(Exercise set):
(a) In the DSE speaking exam article, swap "e-sports" for "board games" and give the passage from "Kenneth Lau, a" to "of doing nothing." again.
(b) Which schools, colleges, and universities are named in the DSE speaking exam article?
(c) In the DSE speaking exam article, how much time are students given to answer in Part B?

(Text under study):

Students had mixed reactions on their 2018 DSE English speaking exams, while teachers said they saw an increase in current affairs topics during the group discussions.
The exam consists of two parts – Part A and Part B. In Part A, candidates were given eight minutes to discuss, in a group of four, a topic based on a given short text. Part B (Individual Response) comes straight after, and students are given one minute to respond to a question based on the group discussion.
Kenneth Lau, a tutor from Beacon College, said a lot of this year’s questions revolved around current affairs and everyday life, such as policies on drone flying and e-sports.
“They were very realistic questions, and less imaginative compared to previous years,” he said.
Lau added that students who had familiarised themselves with current events to prepare for Paper Two (Writing) should have found the exam relatively easy.
But Cheng Tim-tim, a teacher from Kiangsu-Chekiang College (Kwai Chung), said candidates who had not been exposed to “a wider range of culturally relevant texts” might have had difficulty elaborating on topics such as the gong bath (a form of sound therapy) and the Buddha-like mentality of doing nothing.
Cheng added that there had been fewer international topics this year, with questions more focused on local figures such as Li Ka-shing and Rex Tso. There was also a lot of questions on technology and the environment.
Eunice Yip, 17, said her group discussion topic had been an unexpected one. She had been asked to evaluate Baptist University’s policy of not requiring students to maintain a 70 per cent or above attendance record.
Suggested areas of discussion had included looking at the advantages and disadvantages of the policy, whether it will succeed, and whether it can be applied to secondary schools.
HKDSE English Language exam fairly straightforward this year, but students found they still needed to ‘think twice’ to answer
“I wasn’t able to recall a single college or university that uses such schemes,” said the Pooi To Middle School student. “Overall, though, there was lots to talk about.”
A teacher, surnamed Chan, said that this question had been an acceptable level of difficulty as students would have been able to relate it to their secondary school life. Keywords like “advantages and disadvantages” had also been seen a lot in past papers, he added.
Lam Chun-ngai, 17, described his topic and its level of difficulty as about average. The Ying Wa College student’s given scenario was a school receiving an invitation from Television Broadcasts Limited, encouraging students to join a talent show.
Students were asked to discuss the reasons for people to join the talent show, the advantages and disadvantages of young people joining it, and whether parents should allow their children to take part in it.
“The biggest challenge was that everyone in my group was very active, and can speak English fluently,” he said. “It made it difficult to outperform the others or to seem outstanding.”
Lau said students attempting this question could have tried to talk about the reasons for joining a talent show and its advantages at the same time.
“It’s not necessary to discuss things individually,” he said.
According to the Hong Kong Examinations and Assessment Authority, a detailed examination report will be released in November this year, which will include all the examination questions and comments on students’ performance.
The last English Speaking examination will take place next Thursday and Friday (May 24-25). They are sessions specially designed for candidates with special educational needs.

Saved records
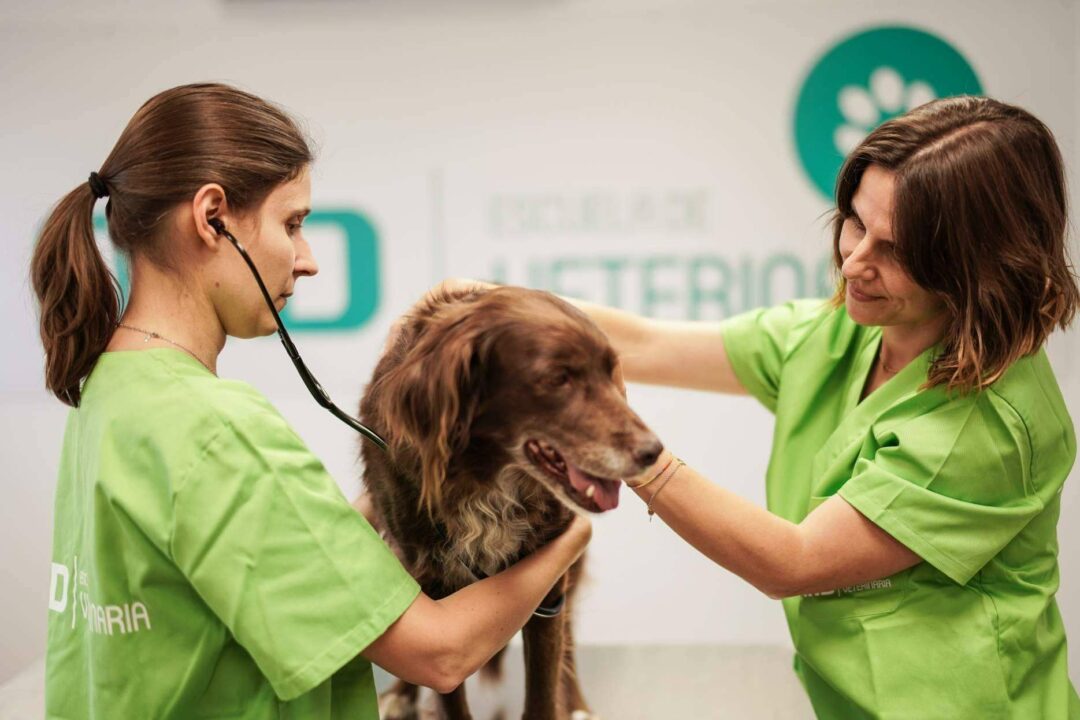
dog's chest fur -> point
(481, 534)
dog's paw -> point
(397, 706)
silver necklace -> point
(885, 366)
(158, 336)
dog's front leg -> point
(455, 706)
(543, 662)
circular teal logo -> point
(866, 79)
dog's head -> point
(511, 377)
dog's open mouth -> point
(594, 493)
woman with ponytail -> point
(204, 562)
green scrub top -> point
(204, 562)
(970, 483)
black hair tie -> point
(97, 186)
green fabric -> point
(204, 562)
(970, 483)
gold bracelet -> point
(660, 489)
(662, 471)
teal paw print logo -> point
(865, 80)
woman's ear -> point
(429, 402)
(208, 202)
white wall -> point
(430, 114)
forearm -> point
(760, 547)
(834, 546)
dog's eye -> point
(558, 379)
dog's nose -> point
(646, 453)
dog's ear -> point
(430, 399)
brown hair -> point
(980, 218)
(177, 141)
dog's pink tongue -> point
(605, 493)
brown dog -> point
(502, 419)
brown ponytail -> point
(177, 141)
(79, 297)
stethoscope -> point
(309, 380)
(324, 399)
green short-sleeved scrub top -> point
(970, 483)
(204, 562)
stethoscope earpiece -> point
(309, 380)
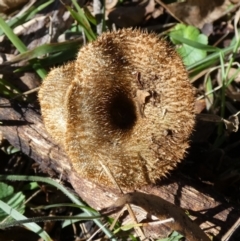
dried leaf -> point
(161, 209)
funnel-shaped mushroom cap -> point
(129, 107)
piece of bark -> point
(23, 128)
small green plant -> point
(190, 54)
(14, 199)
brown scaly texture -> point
(126, 102)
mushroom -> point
(126, 104)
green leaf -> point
(14, 200)
(192, 46)
(18, 216)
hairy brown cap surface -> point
(125, 103)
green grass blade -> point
(46, 49)
(21, 47)
(18, 216)
(70, 195)
(26, 16)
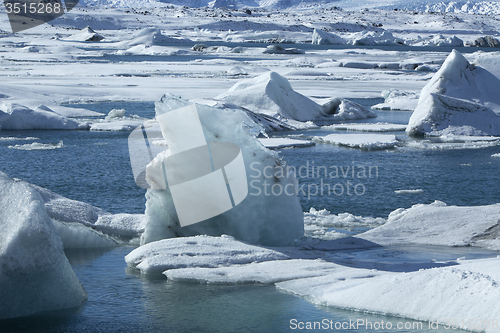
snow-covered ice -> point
(278, 143)
(250, 220)
(35, 275)
(373, 127)
(363, 141)
(439, 224)
(18, 117)
(196, 251)
(272, 94)
(460, 98)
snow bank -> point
(370, 38)
(278, 143)
(272, 94)
(197, 251)
(35, 275)
(376, 127)
(263, 272)
(321, 37)
(261, 218)
(149, 37)
(85, 35)
(398, 100)
(363, 141)
(461, 98)
(38, 146)
(439, 224)
(468, 291)
(18, 117)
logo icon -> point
(205, 179)
(26, 14)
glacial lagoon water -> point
(94, 167)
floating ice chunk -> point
(272, 94)
(115, 113)
(438, 224)
(38, 146)
(78, 236)
(262, 272)
(363, 141)
(459, 97)
(321, 37)
(197, 251)
(149, 37)
(17, 117)
(324, 218)
(122, 225)
(85, 35)
(67, 210)
(466, 290)
(378, 127)
(398, 100)
(375, 38)
(35, 275)
(261, 218)
(278, 143)
(415, 191)
(278, 49)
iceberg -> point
(268, 214)
(321, 37)
(272, 94)
(198, 251)
(18, 117)
(35, 275)
(86, 35)
(439, 224)
(435, 295)
(460, 99)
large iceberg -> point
(272, 94)
(35, 275)
(18, 117)
(440, 224)
(270, 213)
(460, 99)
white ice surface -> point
(469, 291)
(363, 141)
(460, 98)
(18, 117)
(377, 127)
(278, 143)
(439, 224)
(35, 275)
(196, 251)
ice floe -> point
(18, 117)
(38, 146)
(272, 94)
(35, 275)
(250, 220)
(372, 127)
(363, 141)
(197, 251)
(278, 143)
(461, 98)
(439, 224)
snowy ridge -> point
(470, 7)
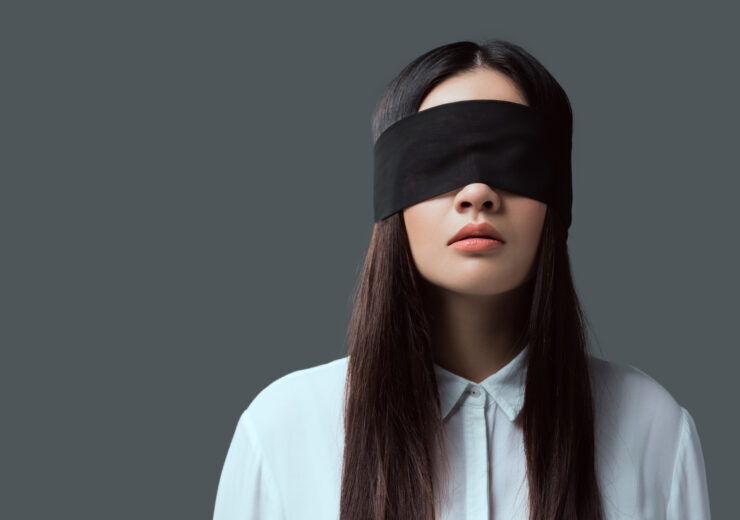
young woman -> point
(468, 391)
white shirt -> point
(285, 457)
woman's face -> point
(430, 224)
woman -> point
(468, 391)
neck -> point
(474, 336)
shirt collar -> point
(506, 386)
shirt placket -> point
(477, 479)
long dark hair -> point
(393, 423)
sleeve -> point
(246, 489)
(689, 496)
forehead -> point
(481, 83)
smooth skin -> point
(476, 298)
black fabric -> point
(503, 144)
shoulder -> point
(633, 393)
(633, 408)
(297, 399)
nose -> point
(479, 196)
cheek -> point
(529, 215)
(420, 222)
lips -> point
(479, 229)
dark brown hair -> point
(393, 423)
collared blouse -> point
(285, 457)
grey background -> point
(187, 199)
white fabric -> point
(284, 461)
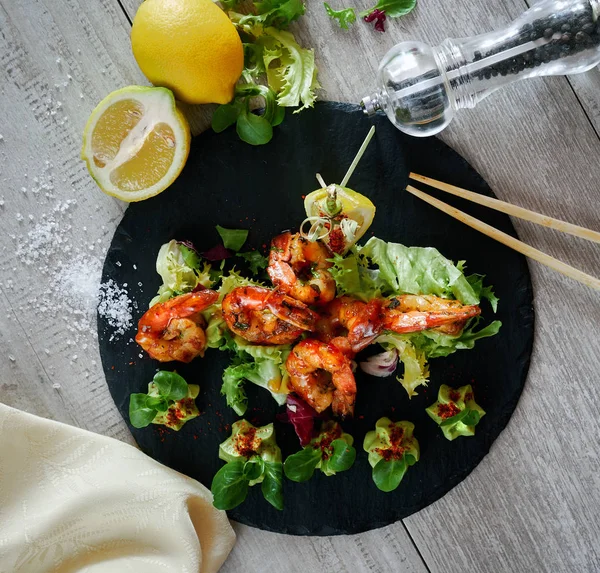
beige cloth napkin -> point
(72, 502)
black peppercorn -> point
(548, 33)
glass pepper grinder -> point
(421, 87)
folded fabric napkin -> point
(72, 502)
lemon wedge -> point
(350, 206)
(136, 142)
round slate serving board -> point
(230, 183)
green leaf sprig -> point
(345, 17)
(169, 402)
(252, 457)
(331, 451)
(251, 128)
(456, 411)
(392, 449)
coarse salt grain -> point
(73, 292)
(115, 307)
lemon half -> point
(136, 142)
(354, 206)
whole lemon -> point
(190, 47)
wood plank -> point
(50, 83)
(385, 549)
(533, 501)
(44, 118)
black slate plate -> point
(235, 185)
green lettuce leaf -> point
(217, 333)
(276, 13)
(353, 277)
(261, 365)
(417, 270)
(435, 344)
(345, 17)
(291, 70)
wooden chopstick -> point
(510, 209)
(509, 241)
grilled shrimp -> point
(351, 324)
(412, 313)
(266, 316)
(300, 268)
(322, 376)
(173, 330)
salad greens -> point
(392, 8)
(272, 51)
(456, 411)
(181, 269)
(345, 17)
(169, 402)
(252, 457)
(261, 365)
(386, 269)
(392, 448)
(331, 452)
(251, 128)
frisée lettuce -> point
(387, 269)
(181, 269)
(261, 365)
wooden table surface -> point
(533, 504)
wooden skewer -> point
(509, 241)
(510, 209)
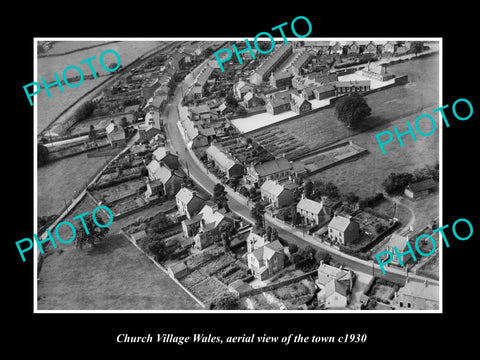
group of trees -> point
(308, 253)
(352, 109)
(42, 155)
(96, 233)
(220, 197)
(84, 111)
(318, 188)
(396, 183)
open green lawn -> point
(114, 275)
(62, 180)
(50, 108)
(365, 175)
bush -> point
(85, 111)
(293, 248)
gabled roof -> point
(268, 250)
(419, 290)
(161, 152)
(340, 223)
(327, 272)
(301, 60)
(400, 242)
(281, 75)
(272, 187)
(220, 157)
(299, 100)
(426, 184)
(273, 167)
(207, 131)
(112, 127)
(324, 88)
(210, 216)
(310, 206)
(186, 196)
(352, 83)
(335, 286)
(266, 67)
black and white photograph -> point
(239, 177)
(287, 181)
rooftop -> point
(310, 206)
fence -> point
(277, 285)
(129, 238)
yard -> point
(58, 182)
(113, 275)
(50, 108)
(390, 107)
(119, 191)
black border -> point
(387, 333)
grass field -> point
(49, 108)
(365, 175)
(113, 275)
(60, 181)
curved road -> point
(238, 205)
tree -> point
(257, 213)
(321, 255)
(220, 196)
(225, 301)
(123, 122)
(231, 102)
(92, 134)
(274, 235)
(308, 189)
(292, 248)
(351, 197)
(243, 191)
(156, 248)
(234, 182)
(295, 216)
(331, 190)
(85, 111)
(352, 109)
(268, 232)
(96, 233)
(42, 154)
(396, 183)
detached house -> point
(281, 80)
(299, 104)
(171, 179)
(343, 229)
(420, 189)
(241, 88)
(115, 135)
(335, 285)
(165, 157)
(312, 211)
(227, 165)
(399, 242)
(277, 169)
(188, 202)
(275, 194)
(208, 222)
(266, 260)
(416, 295)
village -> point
(240, 215)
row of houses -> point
(364, 47)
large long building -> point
(271, 64)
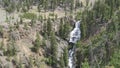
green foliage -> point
(37, 43)
(11, 51)
(115, 59)
(85, 64)
(29, 16)
(62, 62)
(65, 56)
(49, 26)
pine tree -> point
(62, 64)
(49, 26)
(37, 43)
(65, 56)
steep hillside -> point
(35, 33)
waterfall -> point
(74, 37)
(71, 58)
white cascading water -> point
(74, 37)
(71, 58)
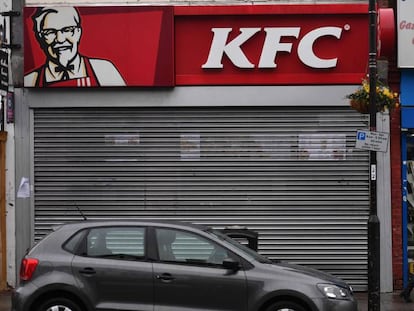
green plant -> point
(386, 99)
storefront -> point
(220, 115)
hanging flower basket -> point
(359, 105)
(386, 99)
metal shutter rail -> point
(291, 174)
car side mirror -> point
(231, 264)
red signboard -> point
(98, 46)
(196, 45)
(271, 44)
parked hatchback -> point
(122, 265)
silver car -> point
(157, 266)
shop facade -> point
(227, 115)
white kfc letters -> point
(271, 46)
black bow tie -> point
(65, 71)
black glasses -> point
(50, 34)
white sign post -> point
(374, 141)
(405, 31)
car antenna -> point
(80, 211)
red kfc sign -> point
(98, 46)
(271, 44)
(196, 45)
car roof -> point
(149, 223)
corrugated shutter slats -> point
(291, 174)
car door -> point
(189, 274)
(113, 270)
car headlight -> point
(334, 292)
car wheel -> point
(286, 306)
(59, 304)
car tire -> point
(59, 304)
(286, 306)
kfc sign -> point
(272, 45)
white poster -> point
(405, 31)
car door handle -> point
(166, 277)
(87, 271)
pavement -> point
(389, 302)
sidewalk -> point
(389, 302)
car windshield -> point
(251, 253)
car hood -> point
(323, 276)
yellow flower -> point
(385, 97)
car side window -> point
(187, 247)
(126, 243)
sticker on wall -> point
(98, 46)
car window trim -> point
(154, 241)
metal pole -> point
(373, 221)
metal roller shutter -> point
(293, 175)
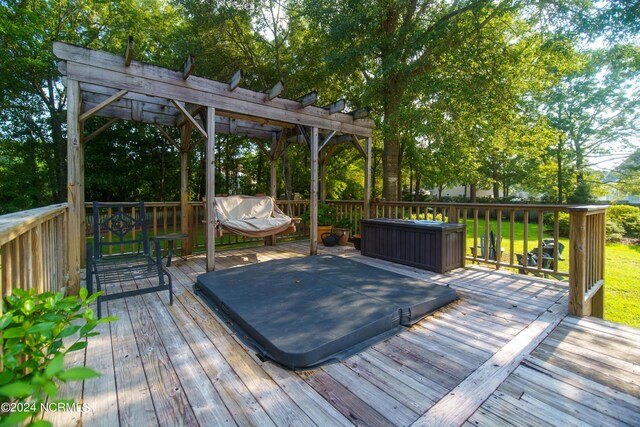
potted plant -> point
(326, 217)
(342, 228)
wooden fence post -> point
(587, 259)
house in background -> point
(614, 194)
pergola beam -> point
(189, 117)
(188, 67)
(100, 130)
(168, 137)
(313, 204)
(361, 113)
(210, 158)
(236, 80)
(263, 149)
(356, 143)
(326, 140)
(105, 69)
(276, 90)
(113, 98)
(335, 107)
(128, 54)
(308, 99)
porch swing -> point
(251, 216)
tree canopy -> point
(505, 95)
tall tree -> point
(29, 77)
(594, 108)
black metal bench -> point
(127, 230)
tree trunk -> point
(496, 181)
(60, 155)
(391, 154)
(286, 172)
(560, 170)
(413, 196)
(260, 179)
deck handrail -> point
(33, 250)
(532, 252)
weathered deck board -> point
(581, 374)
(432, 368)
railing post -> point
(577, 261)
(454, 214)
(586, 263)
(75, 187)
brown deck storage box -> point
(430, 245)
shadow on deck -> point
(505, 354)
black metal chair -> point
(135, 263)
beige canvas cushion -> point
(255, 216)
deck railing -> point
(33, 244)
(501, 235)
(33, 250)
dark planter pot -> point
(344, 235)
(356, 241)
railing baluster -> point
(498, 247)
(540, 251)
(512, 220)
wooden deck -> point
(505, 354)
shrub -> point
(326, 214)
(33, 327)
(614, 232)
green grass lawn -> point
(622, 284)
(622, 269)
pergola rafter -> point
(102, 84)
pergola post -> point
(75, 187)
(273, 183)
(322, 181)
(185, 210)
(211, 175)
(367, 179)
(313, 232)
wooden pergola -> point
(103, 84)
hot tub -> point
(430, 245)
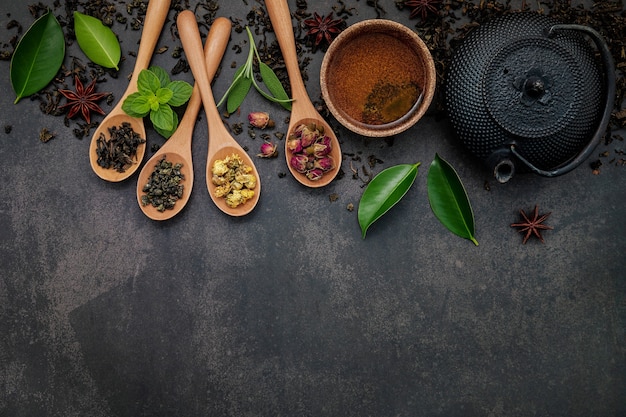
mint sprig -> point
(244, 79)
(156, 96)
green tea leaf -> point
(136, 105)
(383, 192)
(164, 95)
(97, 41)
(37, 57)
(163, 118)
(448, 199)
(273, 84)
(164, 77)
(181, 92)
(148, 83)
(238, 93)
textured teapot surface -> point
(517, 94)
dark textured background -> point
(287, 311)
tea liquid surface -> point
(378, 79)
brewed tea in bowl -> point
(378, 78)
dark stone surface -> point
(287, 311)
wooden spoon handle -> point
(192, 44)
(280, 16)
(152, 26)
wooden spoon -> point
(221, 143)
(302, 110)
(153, 23)
(177, 149)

(Exercise results):
(a)
Kenneth Lau, a tutor from Beacon College, said a lot of this year’s questions revolved around current affairs and everyday life, such as policies on drone flying and board games.
“They were very realistic questions, and less imaginative compared to previous years,” he said.
Lau added that students who had familiarised themselves with current events to prepare for Paper Two (Writing) should have found the exam relatively easy.
But Cheng Tim-tim, a teacher from Kiangsu-Chekiang College (Kwai Chung), said candidates who had not been exposed to “a wider range of culturally relevant texts” might have had difficulty elaborating on topics such as the gong bath (a form of sound therapy) and the Buddha-like mentality of doing nothing.

(b) Beacon College, Kiangsu-Chekiang College (Kwai Chung), Baptist University, Pooi To Middle School, Ying Wa College

(c) One minute.